Stored items:
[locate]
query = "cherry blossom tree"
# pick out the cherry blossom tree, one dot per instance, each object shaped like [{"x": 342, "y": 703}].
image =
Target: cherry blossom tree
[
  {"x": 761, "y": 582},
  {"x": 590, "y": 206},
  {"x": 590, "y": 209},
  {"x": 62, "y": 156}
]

> **Task requirements**
Only the lines from the one containing "# pick out the" through the last line of the records belong in the answer, each written out exactly.

> **Exercise result**
# pick out the cherry blossom tree, one dot per instance, each object shaped like [{"x": 342, "y": 703}].
image =
Target: cherry blossom tree
[
  {"x": 761, "y": 582},
  {"x": 590, "y": 206},
  {"x": 590, "y": 209},
  {"x": 62, "y": 156}
]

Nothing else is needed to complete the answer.